- [Input for this task]
[BEGIN]
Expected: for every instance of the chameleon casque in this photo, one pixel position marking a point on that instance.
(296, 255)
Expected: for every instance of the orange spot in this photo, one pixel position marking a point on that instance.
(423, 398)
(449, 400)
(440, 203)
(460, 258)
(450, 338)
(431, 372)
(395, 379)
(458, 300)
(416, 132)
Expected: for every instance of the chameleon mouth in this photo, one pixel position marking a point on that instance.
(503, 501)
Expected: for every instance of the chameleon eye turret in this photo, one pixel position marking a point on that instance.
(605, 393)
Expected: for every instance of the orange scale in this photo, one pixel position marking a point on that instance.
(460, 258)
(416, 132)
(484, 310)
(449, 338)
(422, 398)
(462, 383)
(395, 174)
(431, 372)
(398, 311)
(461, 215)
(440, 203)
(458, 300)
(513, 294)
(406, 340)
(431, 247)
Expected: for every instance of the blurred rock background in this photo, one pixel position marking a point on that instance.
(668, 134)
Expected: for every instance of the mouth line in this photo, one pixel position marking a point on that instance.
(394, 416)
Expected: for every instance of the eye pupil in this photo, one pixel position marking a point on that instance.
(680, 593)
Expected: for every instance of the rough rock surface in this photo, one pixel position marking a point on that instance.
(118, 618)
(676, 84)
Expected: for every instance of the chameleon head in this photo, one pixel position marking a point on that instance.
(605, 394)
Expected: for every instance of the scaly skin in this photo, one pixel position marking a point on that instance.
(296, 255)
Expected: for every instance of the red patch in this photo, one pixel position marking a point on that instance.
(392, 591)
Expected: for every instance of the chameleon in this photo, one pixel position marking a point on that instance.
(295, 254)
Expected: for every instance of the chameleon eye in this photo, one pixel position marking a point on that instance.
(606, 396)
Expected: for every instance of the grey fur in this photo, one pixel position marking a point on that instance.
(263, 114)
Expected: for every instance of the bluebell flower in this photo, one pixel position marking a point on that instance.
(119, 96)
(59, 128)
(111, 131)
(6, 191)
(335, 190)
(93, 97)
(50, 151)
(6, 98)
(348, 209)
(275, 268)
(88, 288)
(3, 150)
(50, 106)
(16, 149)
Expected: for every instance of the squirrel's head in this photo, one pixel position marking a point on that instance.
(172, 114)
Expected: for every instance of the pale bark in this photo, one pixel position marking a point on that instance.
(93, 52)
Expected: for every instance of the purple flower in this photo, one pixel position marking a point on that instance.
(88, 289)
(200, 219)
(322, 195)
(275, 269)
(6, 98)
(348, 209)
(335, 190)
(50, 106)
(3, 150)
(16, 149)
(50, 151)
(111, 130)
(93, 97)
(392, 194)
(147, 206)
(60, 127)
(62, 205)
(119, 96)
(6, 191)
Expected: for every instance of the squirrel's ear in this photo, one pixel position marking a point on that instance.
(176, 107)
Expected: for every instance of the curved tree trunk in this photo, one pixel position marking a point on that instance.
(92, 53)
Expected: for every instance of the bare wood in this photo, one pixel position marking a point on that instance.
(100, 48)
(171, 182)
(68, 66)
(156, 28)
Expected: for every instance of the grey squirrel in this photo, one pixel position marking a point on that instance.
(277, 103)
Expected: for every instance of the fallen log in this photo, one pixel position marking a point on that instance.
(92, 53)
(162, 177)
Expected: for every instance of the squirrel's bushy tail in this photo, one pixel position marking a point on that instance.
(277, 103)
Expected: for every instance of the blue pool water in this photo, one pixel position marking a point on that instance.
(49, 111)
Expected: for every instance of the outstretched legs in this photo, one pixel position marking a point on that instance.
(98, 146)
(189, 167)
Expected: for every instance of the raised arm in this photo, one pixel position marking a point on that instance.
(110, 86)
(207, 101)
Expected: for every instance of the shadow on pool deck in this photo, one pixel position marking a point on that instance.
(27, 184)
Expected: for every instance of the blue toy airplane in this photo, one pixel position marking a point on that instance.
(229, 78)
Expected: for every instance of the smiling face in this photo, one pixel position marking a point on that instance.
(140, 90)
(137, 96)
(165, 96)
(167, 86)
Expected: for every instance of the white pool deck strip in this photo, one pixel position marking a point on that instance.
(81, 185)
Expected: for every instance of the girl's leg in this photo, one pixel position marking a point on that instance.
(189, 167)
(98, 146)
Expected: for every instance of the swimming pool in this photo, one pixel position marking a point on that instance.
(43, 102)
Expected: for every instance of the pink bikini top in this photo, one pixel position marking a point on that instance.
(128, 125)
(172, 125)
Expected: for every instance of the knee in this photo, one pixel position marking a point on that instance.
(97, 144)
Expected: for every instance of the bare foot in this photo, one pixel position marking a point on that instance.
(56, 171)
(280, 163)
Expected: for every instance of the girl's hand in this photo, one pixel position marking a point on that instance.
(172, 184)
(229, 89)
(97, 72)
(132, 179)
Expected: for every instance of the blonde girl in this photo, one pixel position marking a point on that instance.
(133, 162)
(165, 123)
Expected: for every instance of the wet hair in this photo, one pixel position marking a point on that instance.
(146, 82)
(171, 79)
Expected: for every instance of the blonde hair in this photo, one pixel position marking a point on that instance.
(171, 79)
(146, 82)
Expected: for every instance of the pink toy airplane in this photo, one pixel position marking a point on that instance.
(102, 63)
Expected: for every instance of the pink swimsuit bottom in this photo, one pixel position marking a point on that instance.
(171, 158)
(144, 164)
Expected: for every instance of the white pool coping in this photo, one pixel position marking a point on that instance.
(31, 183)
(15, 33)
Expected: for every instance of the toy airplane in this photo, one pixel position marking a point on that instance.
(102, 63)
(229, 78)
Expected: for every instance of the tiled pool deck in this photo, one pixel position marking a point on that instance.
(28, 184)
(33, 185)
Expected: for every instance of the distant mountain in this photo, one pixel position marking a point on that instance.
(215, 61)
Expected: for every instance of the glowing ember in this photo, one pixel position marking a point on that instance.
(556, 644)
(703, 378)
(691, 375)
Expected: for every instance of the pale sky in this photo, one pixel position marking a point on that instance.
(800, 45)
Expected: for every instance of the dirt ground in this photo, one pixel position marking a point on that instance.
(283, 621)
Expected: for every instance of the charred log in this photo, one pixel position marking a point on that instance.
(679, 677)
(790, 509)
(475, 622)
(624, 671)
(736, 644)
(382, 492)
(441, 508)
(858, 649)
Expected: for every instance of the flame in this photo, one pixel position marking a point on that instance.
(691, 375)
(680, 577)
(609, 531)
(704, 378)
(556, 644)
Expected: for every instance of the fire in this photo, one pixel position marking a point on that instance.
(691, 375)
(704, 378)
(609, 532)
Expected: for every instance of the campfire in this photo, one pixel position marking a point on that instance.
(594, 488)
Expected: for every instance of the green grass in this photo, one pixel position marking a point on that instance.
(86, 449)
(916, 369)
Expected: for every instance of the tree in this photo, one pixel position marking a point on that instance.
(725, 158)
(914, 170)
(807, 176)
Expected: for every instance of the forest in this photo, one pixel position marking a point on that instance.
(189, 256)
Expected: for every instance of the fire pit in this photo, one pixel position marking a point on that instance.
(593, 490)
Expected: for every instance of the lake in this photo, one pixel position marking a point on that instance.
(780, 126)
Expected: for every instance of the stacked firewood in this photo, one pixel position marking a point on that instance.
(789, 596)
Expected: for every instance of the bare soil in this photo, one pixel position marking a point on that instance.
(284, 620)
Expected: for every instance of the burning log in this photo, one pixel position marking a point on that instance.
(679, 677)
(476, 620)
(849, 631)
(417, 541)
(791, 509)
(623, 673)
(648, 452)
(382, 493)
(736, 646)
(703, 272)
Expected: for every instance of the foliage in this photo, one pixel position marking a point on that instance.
[END]
- [Problem description]
Starting at the line with "Expected: for every instance of the lake", copy every line up to and including the last one in the entries above.

- [Full response]
Expected: for every instance of the lake in this photo, one pixel position marking a point on that instance.
(780, 126)
Expected: for every instance of the stacked firewood in this photo, one pixel position marking a point on that instance.
(789, 596)
Expected: for every instance of the bare soil in this photo, one pixel position marking a point on that instance.
(284, 620)
Expected: for every instance of the burning log in this photo, one pixel position marking a point on that instance.
(679, 677)
(476, 620)
(849, 631)
(417, 541)
(791, 509)
(623, 673)
(648, 452)
(382, 493)
(736, 646)
(703, 272)
Expected: for every instance of the foliage in this photo, one pixel position marking a point on that instance.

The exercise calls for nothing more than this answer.